EXERCISES TO COMPLETE:
• a. Which service does the admin service document say executes all money mutations?
• b. Translate this sentence from the admin service document into Spanish: "admin_service is the only intended back-office write/action HTTP edge in servers_v2."
• c. Please continue the admin service document from where it stops.

SUPPLIED PASSAGE:
•••••

Admin Service

Status

Active

Date

2026-04-28

Owners

Platform Backend

Last Verified Commit

Use git log -- <this file> for current last-touch history; this field is intentionally not pinned to a static hash so it does not become stale after unrelated commits.

T16-A logs.py brand-scope contract

servers_v2/admin_service/app/api/routes/logs.py::_query_log_table is the shared paginator for every operator log read. Pre-T16-A the helper built WHERE 1=1 and appended user-supplied filters with no brand predicate, so any operator could read every brand's player_balance_log / agent_balance_log / player_login_log / agent_login_log history by guessing pagination params (CR9-D-Crit-1).

Post-T16-A:

_query_log_table(session, table, body, *, brand_id, ...) — the brand_id argument is required.
The first predicate the helper appends is unconditionally conditions.append("brand_id = :brand_id"), so the brand_id pin is always present BEFORE any user-supplied filter.
The 4 real-table endpoints (player_balance_logs, agent_balance_logs, player_login_logs, agent_login_logs) call resolve_brand_id
- brand_required_envelope and refuse the request when X-Brand-Id is missing.
The 9 endpoints whose target tables are not yet provisioned (rebate_log, cashback_log, etc.) get the same brand-required plumbing for future safety.

The static RW classifier could not have caught this helper because the SQL was built dynamically (f"SELECT ... FROM {table} WHERE {where} ..."). T16-C added a FIX-DYNAMIC class to the classifier that scans for the WHERE 1=1 builder + f-string template patterns and flags them when the surrounding scope has no recognised conditions.append("brand_id ...") idiom — so a regression in this contract (or any sibling helper that crops up later) breaks CI the same way a static missing-predicate would.

Runtime

API + standalone worker

Purpose

admin_service is the only intended back-office write/action HTTP edge in servers_v2. Normal list/detail/report reads are Supabase-owned; the public admin_service API exposes state-changing operations and narrowly-scoped PII reveal actions for fields that require server-side AES decryption.

It also owns the admin-facing wallet topology and wallet policy configuration edge, while delegating all money mutation execution to wallet_service.

Primary Entry Points

Public: /api/v1/*
Public wallet control plane: /api/v1/wallet/*
Internal-only operational sync: /internal/meta/* (not mounted on public_router)

Removed by ADR-009 (now respond 404):

/v2/* compatibility slice for legacy admin_server cutover (served by deleted legacy_admin_v2.py)
/api/admin/user/* (served by deleted legacy_auth.py)
/api/admin/pushbullet/* and /api/admin/shooter/* (served by deleted legacy_recon.py)
/api/admin/web/* (served by deleted legacy_web_content.py)

Dependencies

PostgreSQL
Redis
JWT secret
AES and password-salt config
wallet_service
rolling_service
promotion_service
recon_service
Cloudflare R2-compatible object storage
internal service token for trusted internal sync paths

Background Work

admin_worker runs scheduler-backed operational jobs, including:

complete cumulative-stat materialization (one row per brand/player plus the platform-wide singleton)

•••••

EXTRACTED DATA:
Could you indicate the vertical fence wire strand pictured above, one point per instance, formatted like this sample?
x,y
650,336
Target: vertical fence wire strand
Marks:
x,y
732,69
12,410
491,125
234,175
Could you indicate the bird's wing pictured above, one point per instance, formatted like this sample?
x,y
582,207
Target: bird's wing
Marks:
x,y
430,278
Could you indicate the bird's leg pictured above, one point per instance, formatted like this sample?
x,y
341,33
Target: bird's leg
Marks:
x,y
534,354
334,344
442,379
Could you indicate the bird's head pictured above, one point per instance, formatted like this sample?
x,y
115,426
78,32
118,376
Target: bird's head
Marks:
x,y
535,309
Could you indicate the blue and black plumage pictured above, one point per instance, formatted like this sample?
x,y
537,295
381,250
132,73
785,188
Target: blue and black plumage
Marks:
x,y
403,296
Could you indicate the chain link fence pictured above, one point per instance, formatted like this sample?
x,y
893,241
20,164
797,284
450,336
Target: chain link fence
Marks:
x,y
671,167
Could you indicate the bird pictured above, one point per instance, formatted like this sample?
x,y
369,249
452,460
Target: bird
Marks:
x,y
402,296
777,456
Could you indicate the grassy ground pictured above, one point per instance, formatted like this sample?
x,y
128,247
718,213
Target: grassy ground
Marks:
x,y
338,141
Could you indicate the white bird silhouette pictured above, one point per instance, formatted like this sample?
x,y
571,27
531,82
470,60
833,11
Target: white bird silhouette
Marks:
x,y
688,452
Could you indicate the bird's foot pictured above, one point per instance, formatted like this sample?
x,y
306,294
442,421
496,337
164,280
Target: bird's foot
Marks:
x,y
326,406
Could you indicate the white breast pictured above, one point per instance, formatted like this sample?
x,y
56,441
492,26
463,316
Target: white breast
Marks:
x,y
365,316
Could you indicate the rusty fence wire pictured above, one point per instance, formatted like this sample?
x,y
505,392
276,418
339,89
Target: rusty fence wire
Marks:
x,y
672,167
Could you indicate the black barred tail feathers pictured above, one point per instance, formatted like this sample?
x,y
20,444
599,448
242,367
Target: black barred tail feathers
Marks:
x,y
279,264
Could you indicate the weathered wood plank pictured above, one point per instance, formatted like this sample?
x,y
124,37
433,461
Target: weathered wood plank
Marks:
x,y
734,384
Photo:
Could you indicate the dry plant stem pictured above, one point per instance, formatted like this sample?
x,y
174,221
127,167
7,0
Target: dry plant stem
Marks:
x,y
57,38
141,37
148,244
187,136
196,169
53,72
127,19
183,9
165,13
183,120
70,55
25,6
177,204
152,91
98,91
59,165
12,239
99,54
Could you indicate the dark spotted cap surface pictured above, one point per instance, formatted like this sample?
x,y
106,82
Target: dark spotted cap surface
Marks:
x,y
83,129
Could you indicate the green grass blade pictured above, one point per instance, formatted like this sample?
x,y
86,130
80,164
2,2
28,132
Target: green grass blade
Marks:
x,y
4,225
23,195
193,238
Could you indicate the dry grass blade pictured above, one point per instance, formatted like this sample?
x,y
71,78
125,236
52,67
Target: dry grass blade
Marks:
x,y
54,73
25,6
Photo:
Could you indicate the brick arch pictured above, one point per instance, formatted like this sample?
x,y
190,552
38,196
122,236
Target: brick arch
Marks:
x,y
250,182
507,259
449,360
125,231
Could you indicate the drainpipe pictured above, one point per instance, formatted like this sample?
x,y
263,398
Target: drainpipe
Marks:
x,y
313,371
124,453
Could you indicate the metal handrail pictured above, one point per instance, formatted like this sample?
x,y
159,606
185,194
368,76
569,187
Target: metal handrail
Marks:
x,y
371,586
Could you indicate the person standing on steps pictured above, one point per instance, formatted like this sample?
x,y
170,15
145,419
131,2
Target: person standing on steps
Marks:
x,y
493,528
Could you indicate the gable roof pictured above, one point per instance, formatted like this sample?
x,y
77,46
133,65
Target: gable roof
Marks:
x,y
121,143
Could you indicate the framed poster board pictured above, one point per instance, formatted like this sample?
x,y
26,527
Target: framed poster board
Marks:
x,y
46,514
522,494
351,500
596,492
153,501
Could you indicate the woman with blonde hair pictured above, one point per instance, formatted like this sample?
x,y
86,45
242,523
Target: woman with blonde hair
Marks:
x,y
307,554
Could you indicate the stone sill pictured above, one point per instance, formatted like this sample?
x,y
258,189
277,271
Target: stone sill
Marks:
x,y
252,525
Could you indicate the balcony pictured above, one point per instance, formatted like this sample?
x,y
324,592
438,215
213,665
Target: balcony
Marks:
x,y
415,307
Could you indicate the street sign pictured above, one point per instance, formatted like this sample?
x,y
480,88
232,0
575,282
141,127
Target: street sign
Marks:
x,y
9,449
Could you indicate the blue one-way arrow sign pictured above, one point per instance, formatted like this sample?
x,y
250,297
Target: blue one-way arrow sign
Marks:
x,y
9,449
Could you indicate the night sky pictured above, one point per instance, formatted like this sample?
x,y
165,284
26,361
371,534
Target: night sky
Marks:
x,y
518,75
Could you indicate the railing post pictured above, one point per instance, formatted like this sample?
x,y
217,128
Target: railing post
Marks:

•••••

SOLVED TASKS:
• a. wallet_service

• b. admin_service es el único punto de acceso HTTP de escritura/acción de back-office previsto en servers_v2.

• c.
Asia/Seoul daily materialization: provider, agent-by-provider and agent rows are replaced atomically at 00:10; the complete platform row is published at 00:15 only after their keyspace, source totals and post-midnight freshness validate. Business-key uniqueness and a date advisory lock make reruns safe. Before replacement, the worker fails closed if the per-player and per-provider betting projections disagree, the Provider catalog/type is invalid, or an enabled agent hierarchy cannot be attributed to the brand. Agent coupon grants and back-office balance adjustments are recovered from the immutable agent_balance_log when the agent and platform rows are built.
level checks
stateful coupon/register/attendance expiration jobs; public promotions use their start/end window and do not have a status column
attendance processing
brand-scoped tag tasks. The daily worker reads automatic definitions from player_tag, writes idempotent associations to player_tag_mapping, and evaluates activity only inside the same brand. A brand with no configured automatic tags is a valid no-op, not a worker failure.
optional Vera sync

Scheduled jobs propagate failures to APScheduler. The worker health registry therefore becomes unhealthy when a job fails instead of treating a logged exception as a successful execution.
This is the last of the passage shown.